## EXCERPT TO READ:
UC Berkeley

Self-assembling proteins are emerging as compelling solutions in both drug delivery and vaccine development. Typically, a self-assembling protein, such as a virus-like particle, is repurposed as a drug delivery vehicle by decorating a native, well-characterized viral capsid through chemical or genetic modification. While this was successful in several applications, it does not allow the physical properties of the particle itself to be adjusted in a rational manner. Indeed, there are many instances in which native capsid properties—such as stability, size, binding, chemical reactivity, among others—are non-ideal for the application at hand.

Herein, we developed and employed a new technique to study the mutability of self-assembling virus-like particles. This technique allows facile generation of highly targeted libraries, as well as simultaneous evaluation of many variants in a single pool. Furthermore, this technique is compatible with many different direct functional selections, such as heat, acid, or chemical challenges, enabling granular insight into how mutations affect chemical and physical properties. We evaluated how single amino acid mutations affect self-assembly of a model virus-like particle (Chapter 2). We then applied this technique to study the two-amino acid mutability of a small and flexible loop (Chapter 3). We also studied how N-terminal extensions alter the stability and chemical reactivity of the virus-like particle (Chapter 4). Finally, we sought to understand how mutations can affect the quaternary geometry of a self-assembling particle (Chapter 5). In sum, by allowing the simultaneous evaluation of many variants in a single pool, this work has generated the most systematic data available regarding the effects of individual amino acid substitutions on the resulting properties of virus-like particles.

## Pointing data for referring expressions:
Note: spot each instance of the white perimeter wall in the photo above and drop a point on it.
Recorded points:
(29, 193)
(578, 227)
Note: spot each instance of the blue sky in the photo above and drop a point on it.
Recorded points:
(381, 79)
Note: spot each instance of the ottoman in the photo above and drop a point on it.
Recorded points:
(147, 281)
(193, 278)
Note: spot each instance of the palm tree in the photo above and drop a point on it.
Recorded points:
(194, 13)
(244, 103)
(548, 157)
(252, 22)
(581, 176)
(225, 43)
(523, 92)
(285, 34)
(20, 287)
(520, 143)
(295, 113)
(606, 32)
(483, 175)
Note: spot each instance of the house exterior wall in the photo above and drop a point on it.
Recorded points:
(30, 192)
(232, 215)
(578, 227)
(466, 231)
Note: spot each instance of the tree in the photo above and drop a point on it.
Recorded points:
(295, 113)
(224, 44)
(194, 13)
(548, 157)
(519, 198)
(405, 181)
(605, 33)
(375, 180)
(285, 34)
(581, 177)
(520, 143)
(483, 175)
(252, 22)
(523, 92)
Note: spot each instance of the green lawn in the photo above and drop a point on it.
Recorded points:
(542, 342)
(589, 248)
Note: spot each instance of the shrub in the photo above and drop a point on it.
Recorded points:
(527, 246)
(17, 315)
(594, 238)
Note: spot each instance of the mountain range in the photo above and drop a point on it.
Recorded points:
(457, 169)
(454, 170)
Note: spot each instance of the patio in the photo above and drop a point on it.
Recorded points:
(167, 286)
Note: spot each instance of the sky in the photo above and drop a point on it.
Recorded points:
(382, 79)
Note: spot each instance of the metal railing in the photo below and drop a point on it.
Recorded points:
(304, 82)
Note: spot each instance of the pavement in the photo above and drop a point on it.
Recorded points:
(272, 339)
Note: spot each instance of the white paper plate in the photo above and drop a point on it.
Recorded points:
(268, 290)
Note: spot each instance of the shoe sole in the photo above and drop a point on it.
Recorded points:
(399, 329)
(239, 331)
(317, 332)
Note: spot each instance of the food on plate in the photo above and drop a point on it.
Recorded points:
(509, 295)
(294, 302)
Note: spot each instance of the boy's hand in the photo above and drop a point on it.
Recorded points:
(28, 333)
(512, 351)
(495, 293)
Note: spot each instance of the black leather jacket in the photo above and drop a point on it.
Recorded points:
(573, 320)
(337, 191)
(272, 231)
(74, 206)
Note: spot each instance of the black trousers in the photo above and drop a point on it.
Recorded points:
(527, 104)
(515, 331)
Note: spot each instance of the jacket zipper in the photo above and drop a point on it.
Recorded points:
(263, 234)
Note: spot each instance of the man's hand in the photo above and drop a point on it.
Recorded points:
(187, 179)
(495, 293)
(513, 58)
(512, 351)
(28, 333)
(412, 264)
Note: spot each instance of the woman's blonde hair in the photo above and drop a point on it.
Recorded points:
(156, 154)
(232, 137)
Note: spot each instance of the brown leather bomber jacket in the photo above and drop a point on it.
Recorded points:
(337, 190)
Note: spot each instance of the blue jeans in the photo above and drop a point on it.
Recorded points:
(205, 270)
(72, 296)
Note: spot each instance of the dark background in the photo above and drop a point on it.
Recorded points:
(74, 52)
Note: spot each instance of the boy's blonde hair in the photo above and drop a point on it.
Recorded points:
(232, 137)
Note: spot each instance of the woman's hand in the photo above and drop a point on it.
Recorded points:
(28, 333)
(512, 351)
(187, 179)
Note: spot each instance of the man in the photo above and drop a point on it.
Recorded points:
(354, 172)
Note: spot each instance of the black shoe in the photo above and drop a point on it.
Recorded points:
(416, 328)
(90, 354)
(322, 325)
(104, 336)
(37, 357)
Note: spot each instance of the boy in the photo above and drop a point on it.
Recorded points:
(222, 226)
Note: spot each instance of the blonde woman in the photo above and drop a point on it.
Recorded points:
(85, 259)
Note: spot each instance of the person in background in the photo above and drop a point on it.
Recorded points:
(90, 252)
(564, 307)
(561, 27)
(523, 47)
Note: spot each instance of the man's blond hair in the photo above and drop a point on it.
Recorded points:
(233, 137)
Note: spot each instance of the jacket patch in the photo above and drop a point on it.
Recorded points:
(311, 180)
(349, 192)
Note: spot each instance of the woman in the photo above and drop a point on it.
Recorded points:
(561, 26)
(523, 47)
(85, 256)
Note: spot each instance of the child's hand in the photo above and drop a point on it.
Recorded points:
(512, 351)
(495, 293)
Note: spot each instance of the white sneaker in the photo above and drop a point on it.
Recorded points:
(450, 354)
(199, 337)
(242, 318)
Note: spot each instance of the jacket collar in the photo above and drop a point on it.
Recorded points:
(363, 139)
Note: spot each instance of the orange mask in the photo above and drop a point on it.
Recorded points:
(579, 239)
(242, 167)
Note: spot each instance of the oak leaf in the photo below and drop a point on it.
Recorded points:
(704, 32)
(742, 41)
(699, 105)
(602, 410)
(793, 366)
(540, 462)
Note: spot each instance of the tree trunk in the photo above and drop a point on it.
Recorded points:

## PROBLEM 1:
Answer these questions using the abstract on virus-like particles.
(a) What direct functional selections is the new technique compatible with?
(b) Which chapter covers N-terminal extensions?
(c) What native capsid properties are named as possibly non-ideal for an application?
## PROBLEM 2:
Decide whether each statement agrees with the abstract on virus-like particles. Answer yes or no, and quote the words that settle it.
(a) The technique tests each variant separately, one at a time.
(b) Chapter 3 looks at the two-amino acid mutability of a small and flexible loop.
(c) Decorating a native viral capsid lets the particle's own physical properties be adjusted in a rational manner.
## PROBLEM 3:
Quote everything in the abstract on virus-like particles from "Self-assembling proteins are" down to "application at hand.".
The records are not needed for any of this work.

## ANSWER 1:
(a) Heat, acid, or chemical challenges.
(b) Chapter 4.
(c) Stability, size, binding, and chemical reactivity, among others.

## ANSWER 2:
(a) No: "simultaneous evaluation of many variants in a single pool"
(b) Yes: "We then applied this technique to study the two-amino acid mutability of a small and flexible loop (Chapter 3)."
(c) No: "it does not allow the physical properties of the particle itself to be adjusted in a rational manner"

## ANSWER 3:
Self-assembling proteins are emerging as compelling solutions in both drug delivery and vaccine development. Typically, a self-assembling protein, such as a virus-like particle, is repurposed as a drug delivery vehicle by decorating a native, well-characterized viral capsid through chemical or genetic modification. While this was successful in several applications, it does not allow the physical properties of the particle itself to be adjusted in a rational manner. Indeed, there are many instances in which native capsid properties—such as stability, size, binding, chemical reactivity, among others—are non-ideal for the application at hand.